--- start of Recorded information ---

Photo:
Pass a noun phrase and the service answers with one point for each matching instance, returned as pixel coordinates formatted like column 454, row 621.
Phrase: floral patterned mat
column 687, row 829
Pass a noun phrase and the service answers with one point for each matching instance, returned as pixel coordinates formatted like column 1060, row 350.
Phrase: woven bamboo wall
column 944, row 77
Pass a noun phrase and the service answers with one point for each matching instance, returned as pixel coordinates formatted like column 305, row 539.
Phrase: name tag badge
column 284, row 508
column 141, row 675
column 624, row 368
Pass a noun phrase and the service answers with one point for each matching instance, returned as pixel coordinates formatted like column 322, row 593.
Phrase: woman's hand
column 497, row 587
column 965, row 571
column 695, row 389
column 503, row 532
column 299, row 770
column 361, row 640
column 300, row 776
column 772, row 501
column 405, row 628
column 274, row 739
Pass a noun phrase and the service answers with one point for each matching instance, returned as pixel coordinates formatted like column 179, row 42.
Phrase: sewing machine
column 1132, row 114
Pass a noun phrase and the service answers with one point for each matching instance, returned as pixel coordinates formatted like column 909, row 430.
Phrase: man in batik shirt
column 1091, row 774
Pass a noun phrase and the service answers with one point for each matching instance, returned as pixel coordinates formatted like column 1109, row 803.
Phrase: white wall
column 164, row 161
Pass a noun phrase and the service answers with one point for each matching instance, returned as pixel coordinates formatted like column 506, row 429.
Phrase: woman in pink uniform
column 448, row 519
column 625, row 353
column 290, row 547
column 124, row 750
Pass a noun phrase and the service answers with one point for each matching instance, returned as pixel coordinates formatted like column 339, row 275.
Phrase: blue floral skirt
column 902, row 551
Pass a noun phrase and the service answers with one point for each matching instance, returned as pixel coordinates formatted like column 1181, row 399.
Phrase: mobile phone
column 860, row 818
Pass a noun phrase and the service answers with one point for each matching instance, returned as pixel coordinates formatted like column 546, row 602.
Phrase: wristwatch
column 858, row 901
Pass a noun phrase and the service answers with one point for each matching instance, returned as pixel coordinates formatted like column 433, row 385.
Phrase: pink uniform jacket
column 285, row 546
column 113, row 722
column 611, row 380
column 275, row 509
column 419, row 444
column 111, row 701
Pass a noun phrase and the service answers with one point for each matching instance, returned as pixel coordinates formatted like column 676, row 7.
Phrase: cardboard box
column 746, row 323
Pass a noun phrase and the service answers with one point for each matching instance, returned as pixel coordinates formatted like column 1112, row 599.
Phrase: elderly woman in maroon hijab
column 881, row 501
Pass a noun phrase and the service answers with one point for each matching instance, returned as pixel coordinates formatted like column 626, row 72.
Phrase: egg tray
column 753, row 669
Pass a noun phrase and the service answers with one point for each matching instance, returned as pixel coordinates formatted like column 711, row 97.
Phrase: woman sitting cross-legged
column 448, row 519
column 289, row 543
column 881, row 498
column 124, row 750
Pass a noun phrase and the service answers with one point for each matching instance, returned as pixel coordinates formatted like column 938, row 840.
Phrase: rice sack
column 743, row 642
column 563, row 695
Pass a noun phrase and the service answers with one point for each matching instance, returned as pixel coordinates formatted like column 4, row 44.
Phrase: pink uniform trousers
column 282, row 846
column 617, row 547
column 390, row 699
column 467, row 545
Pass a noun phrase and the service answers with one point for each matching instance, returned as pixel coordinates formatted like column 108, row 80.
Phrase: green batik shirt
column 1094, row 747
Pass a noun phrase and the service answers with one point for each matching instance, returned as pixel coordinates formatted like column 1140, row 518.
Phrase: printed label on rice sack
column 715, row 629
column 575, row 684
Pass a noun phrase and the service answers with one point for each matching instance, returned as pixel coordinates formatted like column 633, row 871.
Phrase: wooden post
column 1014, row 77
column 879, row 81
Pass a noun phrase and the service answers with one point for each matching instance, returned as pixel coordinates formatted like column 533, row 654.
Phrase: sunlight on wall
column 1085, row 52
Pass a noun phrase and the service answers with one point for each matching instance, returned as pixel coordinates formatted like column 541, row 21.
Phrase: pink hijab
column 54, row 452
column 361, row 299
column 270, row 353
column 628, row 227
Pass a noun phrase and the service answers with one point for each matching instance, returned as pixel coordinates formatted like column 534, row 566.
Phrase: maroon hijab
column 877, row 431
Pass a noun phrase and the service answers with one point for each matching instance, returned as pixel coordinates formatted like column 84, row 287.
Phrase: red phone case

--- end of Recorded information ---

- **Exercise aim**
Turn the listing above into a Markdown table with two columns, Number and Entry. Put each line's running number under Number and the line itself under Entry, skipping blank lines.

- **Exercise result**
| Number | Entry |
|---|---|
| 1 | Photo: |
| 2 | Pass a noun phrase and the service answers with one point for each matching instance, returned as pixel coordinates formatted like column 454, row 621. |
| 3 | Phrase: floral patterned mat |
| 4 | column 687, row 829 |
| 5 | Pass a noun phrase and the service answers with one point for each matching instance, returned as pixel coordinates formatted like column 1060, row 350. |
| 6 | Phrase: woven bamboo wall |
| 7 | column 944, row 77 |
| 8 | Pass a noun phrase and the service answers with one point for each matching instance, returned as pixel coordinates formatted like column 305, row 539. |
| 9 | Phrase: name tag badge |
| 10 | column 284, row 508 |
| 11 | column 141, row 675 |
| 12 | column 624, row 368 |
| 13 | Pass a noun phrase and the service answers with one point for each matching instance, returned as pixel coordinates formatted like column 322, row 593. |
| 14 | Phrase: woman's hand |
| 15 | column 497, row 587 |
| 16 | column 965, row 571 |
| 17 | column 695, row 389 |
| 18 | column 503, row 532 |
| 19 | column 299, row 770 |
| 20 | column 361, row 640 |
| 21 | column 300, row 776 |
| 22 | column 772, row 501 |
| 23 | column 405, row 628 |
| 24 | column 274, row 739 |
| 25 | Pass a noun phrase and the service answers with one point for each matching instance, returned as pixel coordinates formatted like column 179, row 42. |
| 26 | Phrase: sewing machine |
| 27 | column 1132, row 114 |
| 28 | Pass a noun phrase and the service answers with one point for each matching instance, returned as pixel coordinates formatted like column 909, row 430. |
| 29 | Phrase: man in batik shirt |
| 30 | column 1091, row 774 |
| 31 | Pass a noun phrase and the service answers with one point for each matching instance, returned as pixel coordinates formatted like column 1109, row 803. |
| 32 | Phrase: white wall |
| 33 | column 164, row 161 |
| 34 | Pass a noun phrase and the service answers with one point for each matching instance, returned as pixel coordinates formatted like column 506, row 429. |
| 35 | Phrase: woman in pink uniform |
| 36 | column 448, row 519 |
| 37 | column 625, row 353 |
| 38 | column 290, row 547 |
| 39 | column 124, row 750 |
| 40 | Pass a noun phrase and the service answers with one point for each matching instance, returned as pixel coordinates formatted like column 339, row 275. |
| 41 | Phrase: blue floral skirt |
| 42 | column 902, row 551 |
| 43 | Pass a noun phrase and the service answers with one point for each matching instance, returned as pixel coordinates formatted like column 1181, row 399. |
| 44 | Phrase: mobile phone |
| 45 | column 860, row 818 |
| 46 | Pass a noun phrase and the service answers with one point for each matching instance, returned as pixel coordinates formatted like column 546, row 602. |
| 47 | Phrase: wristwatch |
| 48 | column 858, row 901 |
| 49 | Pass a noun phrase and the service answers with one point for each matching instance, returned as pixel coordinates formatted like column 433, row 385. |
| 50 | Phrase: pink uniform jacket |
| 51 | column 285, row 546 |
| 52 | column 113, row 722 |
| 53 | column 611, row 380 |
| 54 | column 275, row 509 |
| 55 | column 419, row 444 |
| 56 | column 111, row 701 |
| 57 | Pass a noun phrase and the service answers with one point for each matching instance, returned as pixel coordinates formatted like column 676, row 7. |
| 58 | Phrase: cardboard box |
| 59 | column 746, row 323 |
| 60 | Pass a noun phrase and the service answers with one point for each matching instance, returned as pixel coordinates formatted like column 1112, row 599. |
| 61 | Phrase: elderly woman in maroon hijab |
| 62 | column 881, row 501 |
| 63 | Pass a noun phrase and the service answers with one point for each matching instance, returned as pixel coordinates formatted like column 626, row 72. |
| 64 | Phrase: egg tray |
| 65 | column 753, row 669 |
| 66 | Pass a noun phrase and the service answers with one point for each matching instance, returned as pixel coordinates formatted like column 711, row 97. |
| 67 | Phrase: woman sitting cross-legged |
| 68 | column 448, row 519 |
| 69 | column 289, row 543 |
| 70 | column 881, row 498 |
| 71 | column 124, row 750 |
| 72 | Pass a noun phrase and the service answers with one point for each matching instance, returned as pixel coordinates formatted like column 938, row 840. |
| 73 | Phrase: rice sack |
| 74 | column 743, row 642 |
| 75 | column 563, row 695 |
| 76 | Pass a noun phrase and the service answers with one point for each matching instance, returned as pixel coordinates formatted like column 4, row 44. |
| 77 | Phrase: pink uniform trousers |
| 78 | column 282, row 846 |
| 79 | column 617, row 547 |
| 80 | column 390, row 699 |
| 81 | column 467, row 545 |
| 82 | Pass a noun phrase and the service answers with one point for each matching instance, returned as pixel coordinates formatted like column 108, row 80. |
| 83 | Phrase: green batik shirt |
| 84 | column 1094, row 747 |
| 85 | Pass a noun phrase and the service answers with one point for each matching instance, returned as pixel coordinates formatted like column 1140, row 518. |
| 86 | Phrase: printed label on rice sack |
| 87 | column 715, row 629 |
| 88 | column 575, row 684 |
| 89 | Pass a noun phrase and the service answers with one point for each matching instance, returned as pixel coordinates formatted like column 633, row 871. |
| 90 | Phrase: wooden post |
| 91 | column 1014, row 77 |
| 92 | column 879, row 81 |
| 93 | Pass a noun phrase and the service answers with one point for each matching instance, returned as pixel coordinates formatted like column 533, row 654. |
| 94 | Phrase: sunlight on wall |
| 95 | column 1085, row 52 |
| 96 | Pass a noun phrase and the service answers with one point for each matching instance, returned as pixel coordinates formatted like column 541, row 21. |
| 97 | Phrase: pink hijab |
| 98 | column 54, row 452 |
| 99 | column 361, row 299 |
| 100 | column 270, row 353 |
| 101 | column 628, row 227 |
| 102 | Pass a noun phrase and the service answers with one point for each matching instance, returned as pixel coordinates formatted like column 534, row 566. |
| 103 | Phrase: maroon hijab |
| 104 | column 877, row 431 |
| 105 | Pass a noun phrase and the service answers with one point for each matching instance, returned as pixel coordinates formatted like column 84, row 287. |
| 106 | Phrase: red phone case |